Text for analysis:
......

Early in the fall semester, the Daily published an article that explored a poorly managed Office of the Provost, especially when it came to handling the university’s approach to Diversity, Equity, Inclusion and Justice following the departure of then-Chief Diversity Officers Rob Mack and Joyce Sackey.

Several weeks later, the Daily published an investigation which uncovered discrimination and a hostile workplace culture in Tufts’ admissions office at the hands of Dean of Admissions JT Duck. We subsequently called for Duck to be placed on leave and removed from this year’s admissions cycle until an external law firm concludes its independent investigation.

In 2018, the Daily reported that University President Anthony Monaco attended a meeting at Harvard with Mohammed bin Salman, crown prince and prime minister of Saudi Arabia. Tufts did not disclose the meeting, held on March 25, 2018, between Monaco, five other leaders at Boston-area universities and Crown Prince Mohammed.

The crown prince has long been criticized for blatant human rights abuses. Just a month after the Daily published the aforementioned investigation, he ordered the execution of Washington Post columnist Jamal Khashoggi, drawing international condemnation.

......

What the exercise asks: Please continue the text about Tufts University administration, picking up after its last sentence. This material has no connection to the text about Tufts University administration.

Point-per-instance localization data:
......

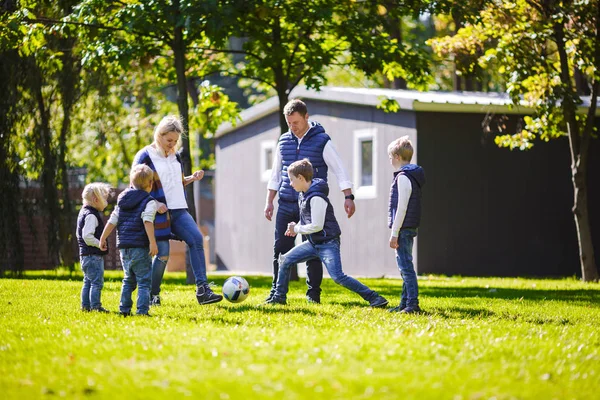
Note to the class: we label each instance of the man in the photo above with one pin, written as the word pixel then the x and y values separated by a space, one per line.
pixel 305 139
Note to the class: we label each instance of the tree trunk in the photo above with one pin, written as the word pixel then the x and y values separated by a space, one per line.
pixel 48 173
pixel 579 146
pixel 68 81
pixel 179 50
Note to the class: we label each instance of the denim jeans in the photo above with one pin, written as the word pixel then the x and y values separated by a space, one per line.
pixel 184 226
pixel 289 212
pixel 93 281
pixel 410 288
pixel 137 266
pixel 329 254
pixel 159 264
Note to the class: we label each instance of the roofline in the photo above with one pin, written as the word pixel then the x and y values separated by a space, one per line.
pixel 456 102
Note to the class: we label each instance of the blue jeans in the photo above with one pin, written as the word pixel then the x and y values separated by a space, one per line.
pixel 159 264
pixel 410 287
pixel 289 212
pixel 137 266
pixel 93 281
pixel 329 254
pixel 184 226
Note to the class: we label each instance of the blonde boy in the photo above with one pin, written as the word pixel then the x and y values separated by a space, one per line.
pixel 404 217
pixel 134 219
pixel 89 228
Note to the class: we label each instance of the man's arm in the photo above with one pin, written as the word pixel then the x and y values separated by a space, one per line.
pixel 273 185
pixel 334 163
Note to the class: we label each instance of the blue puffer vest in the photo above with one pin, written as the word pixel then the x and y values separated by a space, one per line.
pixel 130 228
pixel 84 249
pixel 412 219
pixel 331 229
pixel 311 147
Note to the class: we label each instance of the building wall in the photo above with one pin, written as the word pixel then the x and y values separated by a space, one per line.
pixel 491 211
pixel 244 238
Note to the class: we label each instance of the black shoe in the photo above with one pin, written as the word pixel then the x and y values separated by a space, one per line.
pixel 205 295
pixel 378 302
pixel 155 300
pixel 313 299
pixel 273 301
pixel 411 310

......

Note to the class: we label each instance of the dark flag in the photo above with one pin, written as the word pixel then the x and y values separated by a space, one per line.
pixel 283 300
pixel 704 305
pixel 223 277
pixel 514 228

......

Response:
The Daily published an editorial in January 2019 urging Tufts to cut its ties with the Sackler family and Purdue Pharma, as Tufts and Purdue Pharma helped ignite the current opioid crisis: The Sackler family used their wealth to push pro-opioid messaging at and through Tufts’ Sackler Graduate School of Biomedical Sciences beginning in the late 1990s. Tufts has since dropped the Sackler name from all university programs and buildings.

By sharing stories not otherwise promoted by the university, and by demanding accountability from the Tufts administration, the Daily recognizes the privilege that Tinker v. Des Moines and other rights outlined in the First Amendment have granted us as student journalists.

This privilege conferred to the Daily comes with great responsibility. As such, we remind our staff, readers and fellow student journalists of three key obligations to which we must adhere.

First and foremost, the Daily has a responsibility to its own staff. The writers, editors, photographers and other staffers who help create the Daily are themselves members of the Tufts community. Therefore, it is crucial for the Daily to support its staff members as they learn and grow as journalists. As such, we resolve to promote and stand by their work in the face of unfair attacks from individuals or other sources. Particularly as we find ourselves in a hostile media environment, where accusations of ‘fake news’ are ascribed to controversial pieces and journalists face unprecedented attacks, it is integral for us to support our journalists as people and students in the face of hate.

This responsibility is also why the Daily never shares draft articles with anyone before the article publishes. A writer’s work is theirs, and sharing drafts outside the organization opens the article up to undue modification.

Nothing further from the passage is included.